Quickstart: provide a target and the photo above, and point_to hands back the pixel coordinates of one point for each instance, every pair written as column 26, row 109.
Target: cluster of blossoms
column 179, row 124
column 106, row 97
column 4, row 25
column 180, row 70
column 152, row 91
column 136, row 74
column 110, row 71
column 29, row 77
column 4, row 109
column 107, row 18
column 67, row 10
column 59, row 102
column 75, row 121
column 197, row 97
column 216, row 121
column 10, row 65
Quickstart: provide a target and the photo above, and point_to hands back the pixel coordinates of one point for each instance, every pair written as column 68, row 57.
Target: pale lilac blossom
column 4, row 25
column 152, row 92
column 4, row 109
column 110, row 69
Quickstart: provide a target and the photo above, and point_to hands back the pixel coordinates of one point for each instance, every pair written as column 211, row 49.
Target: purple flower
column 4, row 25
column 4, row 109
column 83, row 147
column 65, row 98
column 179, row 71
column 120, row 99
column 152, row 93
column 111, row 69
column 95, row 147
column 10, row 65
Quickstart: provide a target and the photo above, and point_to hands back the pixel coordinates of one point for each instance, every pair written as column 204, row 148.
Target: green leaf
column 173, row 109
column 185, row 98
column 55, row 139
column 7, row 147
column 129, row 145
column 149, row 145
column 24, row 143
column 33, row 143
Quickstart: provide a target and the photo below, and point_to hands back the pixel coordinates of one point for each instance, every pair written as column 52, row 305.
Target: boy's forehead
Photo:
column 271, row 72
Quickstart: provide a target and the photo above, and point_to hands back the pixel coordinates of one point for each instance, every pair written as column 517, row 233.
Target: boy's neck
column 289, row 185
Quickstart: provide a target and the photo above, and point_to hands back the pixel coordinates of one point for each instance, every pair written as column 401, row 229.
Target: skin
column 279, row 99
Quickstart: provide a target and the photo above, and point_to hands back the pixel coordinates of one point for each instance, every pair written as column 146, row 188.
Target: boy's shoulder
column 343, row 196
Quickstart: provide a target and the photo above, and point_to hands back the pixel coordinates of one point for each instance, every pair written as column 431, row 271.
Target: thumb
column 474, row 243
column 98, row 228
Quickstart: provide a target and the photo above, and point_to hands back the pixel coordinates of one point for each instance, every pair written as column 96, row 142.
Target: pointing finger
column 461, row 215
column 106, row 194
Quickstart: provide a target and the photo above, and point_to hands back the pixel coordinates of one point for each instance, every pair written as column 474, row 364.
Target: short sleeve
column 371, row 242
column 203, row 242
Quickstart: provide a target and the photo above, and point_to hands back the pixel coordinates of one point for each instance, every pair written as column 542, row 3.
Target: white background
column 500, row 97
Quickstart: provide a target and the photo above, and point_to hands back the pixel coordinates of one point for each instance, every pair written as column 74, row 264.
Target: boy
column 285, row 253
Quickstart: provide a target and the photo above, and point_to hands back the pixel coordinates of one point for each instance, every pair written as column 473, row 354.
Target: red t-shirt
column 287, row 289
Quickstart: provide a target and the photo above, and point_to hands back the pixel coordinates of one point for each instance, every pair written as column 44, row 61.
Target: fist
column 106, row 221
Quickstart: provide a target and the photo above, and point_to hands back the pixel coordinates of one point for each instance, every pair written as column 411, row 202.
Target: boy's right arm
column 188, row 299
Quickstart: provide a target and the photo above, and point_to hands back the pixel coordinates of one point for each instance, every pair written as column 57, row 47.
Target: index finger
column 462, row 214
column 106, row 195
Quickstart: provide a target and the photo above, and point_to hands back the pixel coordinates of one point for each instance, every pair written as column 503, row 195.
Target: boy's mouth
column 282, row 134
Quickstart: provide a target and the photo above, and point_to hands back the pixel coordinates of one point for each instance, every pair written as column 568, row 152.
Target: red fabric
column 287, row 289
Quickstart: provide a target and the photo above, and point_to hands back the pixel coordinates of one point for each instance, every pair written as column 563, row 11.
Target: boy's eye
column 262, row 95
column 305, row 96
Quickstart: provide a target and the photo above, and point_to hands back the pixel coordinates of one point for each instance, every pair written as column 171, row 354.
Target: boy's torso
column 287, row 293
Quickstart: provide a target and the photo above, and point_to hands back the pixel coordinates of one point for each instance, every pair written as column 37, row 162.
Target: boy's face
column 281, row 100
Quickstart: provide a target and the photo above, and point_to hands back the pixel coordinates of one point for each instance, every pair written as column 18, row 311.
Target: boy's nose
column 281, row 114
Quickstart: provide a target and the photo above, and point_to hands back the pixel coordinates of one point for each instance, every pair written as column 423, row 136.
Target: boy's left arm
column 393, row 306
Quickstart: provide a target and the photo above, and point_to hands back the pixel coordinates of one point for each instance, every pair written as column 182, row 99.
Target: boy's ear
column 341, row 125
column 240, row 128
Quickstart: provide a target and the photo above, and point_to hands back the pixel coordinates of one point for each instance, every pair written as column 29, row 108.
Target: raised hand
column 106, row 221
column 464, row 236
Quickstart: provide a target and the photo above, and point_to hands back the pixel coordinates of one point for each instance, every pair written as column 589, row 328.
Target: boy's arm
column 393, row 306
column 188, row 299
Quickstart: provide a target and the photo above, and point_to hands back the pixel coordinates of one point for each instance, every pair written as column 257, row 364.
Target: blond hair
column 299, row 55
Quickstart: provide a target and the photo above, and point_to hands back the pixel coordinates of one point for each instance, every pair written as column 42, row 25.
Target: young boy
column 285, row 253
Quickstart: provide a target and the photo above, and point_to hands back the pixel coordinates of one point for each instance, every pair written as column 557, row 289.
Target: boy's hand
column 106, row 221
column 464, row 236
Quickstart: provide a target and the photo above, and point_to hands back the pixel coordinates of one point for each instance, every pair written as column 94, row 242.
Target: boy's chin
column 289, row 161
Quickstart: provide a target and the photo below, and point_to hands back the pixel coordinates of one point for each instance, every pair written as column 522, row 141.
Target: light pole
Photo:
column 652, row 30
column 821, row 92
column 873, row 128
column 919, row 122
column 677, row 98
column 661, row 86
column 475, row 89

..........

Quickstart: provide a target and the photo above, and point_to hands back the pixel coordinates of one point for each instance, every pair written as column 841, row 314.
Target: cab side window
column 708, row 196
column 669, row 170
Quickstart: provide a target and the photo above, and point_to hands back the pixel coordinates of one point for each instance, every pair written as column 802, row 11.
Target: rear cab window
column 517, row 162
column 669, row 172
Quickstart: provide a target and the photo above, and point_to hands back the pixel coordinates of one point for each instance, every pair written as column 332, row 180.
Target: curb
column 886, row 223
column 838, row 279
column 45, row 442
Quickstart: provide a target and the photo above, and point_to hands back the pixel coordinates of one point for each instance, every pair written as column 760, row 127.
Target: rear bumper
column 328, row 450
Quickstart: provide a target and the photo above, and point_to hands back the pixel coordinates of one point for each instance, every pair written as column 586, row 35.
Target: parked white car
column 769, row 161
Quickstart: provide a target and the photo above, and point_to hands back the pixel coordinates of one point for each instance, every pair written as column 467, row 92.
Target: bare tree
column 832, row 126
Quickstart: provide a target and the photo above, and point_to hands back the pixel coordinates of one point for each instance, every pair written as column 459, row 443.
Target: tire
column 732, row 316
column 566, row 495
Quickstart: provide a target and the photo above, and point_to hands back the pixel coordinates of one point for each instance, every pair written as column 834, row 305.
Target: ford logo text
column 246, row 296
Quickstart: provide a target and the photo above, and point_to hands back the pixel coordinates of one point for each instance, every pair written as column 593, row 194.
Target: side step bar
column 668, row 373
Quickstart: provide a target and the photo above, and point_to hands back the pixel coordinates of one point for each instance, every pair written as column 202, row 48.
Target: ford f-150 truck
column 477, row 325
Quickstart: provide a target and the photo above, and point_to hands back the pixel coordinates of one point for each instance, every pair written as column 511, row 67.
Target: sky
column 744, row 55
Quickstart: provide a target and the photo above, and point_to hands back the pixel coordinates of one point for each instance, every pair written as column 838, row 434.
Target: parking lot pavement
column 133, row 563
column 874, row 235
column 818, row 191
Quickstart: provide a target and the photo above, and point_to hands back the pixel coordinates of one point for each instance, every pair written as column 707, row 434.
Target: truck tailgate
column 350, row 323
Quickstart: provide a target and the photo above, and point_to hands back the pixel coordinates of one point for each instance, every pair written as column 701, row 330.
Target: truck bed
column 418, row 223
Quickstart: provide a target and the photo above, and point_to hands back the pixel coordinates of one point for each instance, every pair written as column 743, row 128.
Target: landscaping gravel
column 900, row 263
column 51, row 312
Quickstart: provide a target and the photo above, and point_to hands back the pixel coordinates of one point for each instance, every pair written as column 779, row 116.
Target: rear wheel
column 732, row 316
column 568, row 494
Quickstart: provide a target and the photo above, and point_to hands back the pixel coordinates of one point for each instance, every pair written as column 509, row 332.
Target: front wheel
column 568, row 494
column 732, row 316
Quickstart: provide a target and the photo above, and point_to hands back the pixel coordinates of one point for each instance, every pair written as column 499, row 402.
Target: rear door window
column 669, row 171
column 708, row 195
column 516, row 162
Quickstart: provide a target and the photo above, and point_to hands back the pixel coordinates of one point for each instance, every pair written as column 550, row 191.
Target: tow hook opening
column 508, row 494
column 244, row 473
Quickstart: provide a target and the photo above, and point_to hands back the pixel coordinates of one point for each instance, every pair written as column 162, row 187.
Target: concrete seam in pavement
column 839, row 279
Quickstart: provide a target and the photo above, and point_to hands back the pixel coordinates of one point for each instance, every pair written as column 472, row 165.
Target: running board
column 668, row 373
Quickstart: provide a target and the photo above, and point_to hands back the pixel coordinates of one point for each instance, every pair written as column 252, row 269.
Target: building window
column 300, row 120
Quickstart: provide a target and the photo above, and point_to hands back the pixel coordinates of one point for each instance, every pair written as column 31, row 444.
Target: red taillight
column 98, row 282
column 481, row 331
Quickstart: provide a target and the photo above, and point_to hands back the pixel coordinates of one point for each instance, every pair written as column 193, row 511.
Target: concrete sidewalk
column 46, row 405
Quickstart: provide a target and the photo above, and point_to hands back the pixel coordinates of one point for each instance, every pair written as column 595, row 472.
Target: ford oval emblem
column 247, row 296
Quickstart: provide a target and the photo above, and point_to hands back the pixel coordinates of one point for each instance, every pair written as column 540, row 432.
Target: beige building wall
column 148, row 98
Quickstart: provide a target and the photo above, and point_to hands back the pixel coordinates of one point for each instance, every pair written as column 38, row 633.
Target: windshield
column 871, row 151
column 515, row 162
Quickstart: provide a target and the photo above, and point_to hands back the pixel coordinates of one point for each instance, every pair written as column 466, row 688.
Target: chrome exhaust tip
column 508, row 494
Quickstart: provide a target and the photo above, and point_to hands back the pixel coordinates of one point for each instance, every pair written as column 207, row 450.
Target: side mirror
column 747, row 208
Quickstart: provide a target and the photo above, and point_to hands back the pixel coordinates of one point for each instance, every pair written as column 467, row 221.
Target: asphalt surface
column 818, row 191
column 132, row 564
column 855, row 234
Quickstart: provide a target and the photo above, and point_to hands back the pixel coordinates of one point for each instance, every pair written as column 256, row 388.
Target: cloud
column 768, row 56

..........

» YOUR OBJECTIVE
The lines you return should be those above that contain the word "below", every one of them.

» RESPONSE AREA
Quickstart: provide a target and the photo below, and point_to hands back the pixel coordinates of one point for each instance, every pair written as column 52, row 305.
Quickstart: provide a target and the photo below, and point_to hands back the pixel coordinates of one point for each instance, every pair written as column 522, row 141.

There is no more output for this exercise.